Directions for this task
Present every line of the records below as a numbered list, leaving out any blank lines.

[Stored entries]

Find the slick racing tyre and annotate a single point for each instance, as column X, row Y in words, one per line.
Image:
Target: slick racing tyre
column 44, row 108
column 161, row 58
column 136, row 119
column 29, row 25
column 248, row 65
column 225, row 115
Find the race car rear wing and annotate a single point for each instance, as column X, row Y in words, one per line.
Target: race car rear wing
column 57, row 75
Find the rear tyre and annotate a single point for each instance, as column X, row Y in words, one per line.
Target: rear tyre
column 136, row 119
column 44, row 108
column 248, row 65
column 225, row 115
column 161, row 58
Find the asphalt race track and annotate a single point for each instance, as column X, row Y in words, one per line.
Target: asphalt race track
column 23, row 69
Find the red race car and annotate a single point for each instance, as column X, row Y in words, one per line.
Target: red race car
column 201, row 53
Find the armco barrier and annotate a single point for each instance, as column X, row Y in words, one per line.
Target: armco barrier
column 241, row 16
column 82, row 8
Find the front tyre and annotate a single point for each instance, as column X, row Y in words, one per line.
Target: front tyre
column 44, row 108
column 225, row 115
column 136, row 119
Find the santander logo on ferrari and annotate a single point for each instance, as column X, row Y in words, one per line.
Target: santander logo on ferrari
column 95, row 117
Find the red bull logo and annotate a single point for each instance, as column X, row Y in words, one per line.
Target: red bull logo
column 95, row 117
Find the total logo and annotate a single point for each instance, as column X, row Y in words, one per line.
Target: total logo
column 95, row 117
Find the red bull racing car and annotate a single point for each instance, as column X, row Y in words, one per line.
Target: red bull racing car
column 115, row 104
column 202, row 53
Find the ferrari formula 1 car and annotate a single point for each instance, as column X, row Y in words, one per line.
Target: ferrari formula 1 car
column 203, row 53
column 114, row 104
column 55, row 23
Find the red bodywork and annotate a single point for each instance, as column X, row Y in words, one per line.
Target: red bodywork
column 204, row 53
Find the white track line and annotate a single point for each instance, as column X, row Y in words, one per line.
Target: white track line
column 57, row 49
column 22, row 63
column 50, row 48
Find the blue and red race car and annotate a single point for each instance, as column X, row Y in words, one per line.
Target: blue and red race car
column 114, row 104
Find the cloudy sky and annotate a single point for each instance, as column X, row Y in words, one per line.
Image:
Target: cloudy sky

Answer for this exercise
1. Find the slick racing tyre and annotate a single point for each instance, as column X, row Y in words, one per line.
2. Image:
3. Target: slick racing tyre
4. column 44, row 108
5. column 161, row 58
6. column 136, row 119
7. column 29, row 25
8. column 248, row 65
9. column 225, row 115
10. Find the race car rear wing and annotate a single point for each instance, as column X, row Y in words, one per line.
11. Target: race car rear wing
12. column 57, row 75
13. Find the rear tyre and annotate a single point for each instance, as column X, row Y in words, one per line.
14. Target: rear tyre
15. column 136, row 119
16. column 44, row 108
17. column 248, row 65
18. column 225, row 115
19. column 161, row 58
20. Find the asphalt race track and annotate a single point for each instance, as column X, row Y in words, one per line.
21. Target: asphalt race track
22. column 23, row 69
23. Find the red race car and annotate a single point for each instance, as column X, row Y in words, one per line.
24. Target: red race car
25. column 201, row 53
26. Find the armco barrier and annotate a single point for each instance, as column X, row Y in words, one per line.
27. Target: armco barrier
28. column 241, row 16
29. column 82, row 8
30. Find the front tyre and annotate a single point for each instance, as column X, row Y in words, one per line.
31. Target: front tyre
32. column 44, row 108
33. column 225, row 115
34. column 136, row 119
35. Find the santander logo on ferrari and annotate a single point for each instance, as column X, row Y in words, one per line.
36. Target: santander logo on ferrari
37. column 95, row 117
38. Find the red bull logo and annotate a single point for each instance, as column X, row Y in words, one per line.
39. Target: red bull logo
40. column 95, row 117
41. Find the total logo and annotate a single point for each instance, as column X, row Y in words, one per line.
42. Target: total logo
43. column 95, row 117
44. Find the red bull racing car and annotate a single point for each instance, as column X, row Y in words, one per line.
45. Target: red bull racing car
46. column 115, row 104
47. column 202, row 53
48. Find the ferrari formula 1 car and annotate a single point for each instance, as column X, row Y in words, one per line.
49. Target: ferrari formula 1 car
50. column 203, row 53
51. column 114, row 104
52. column 55, row 23
53. Find the red bodywork and annotate a single point for each instance, as column X, row Y in words, one per line.
54. Target: red bodywork
55. column 204, row 53
56. Find the white track line and annotate a single point for each instance, as column X, row Y in words, one per line.
57. Target: white track line
58. column 57, row 49
59. column 22, row 63
60. column 50, row 48
61. Find the blue and red race car and annotate a single point for each instance, as column X, row Y in words, one per line.
62. Target: blue and red race car
63. column 114, row 104
64. Find the cloudy sky and annotate a single point for each instance, as column X, row Y in words, one per line.
65. Image:
66. Target: cloudy sky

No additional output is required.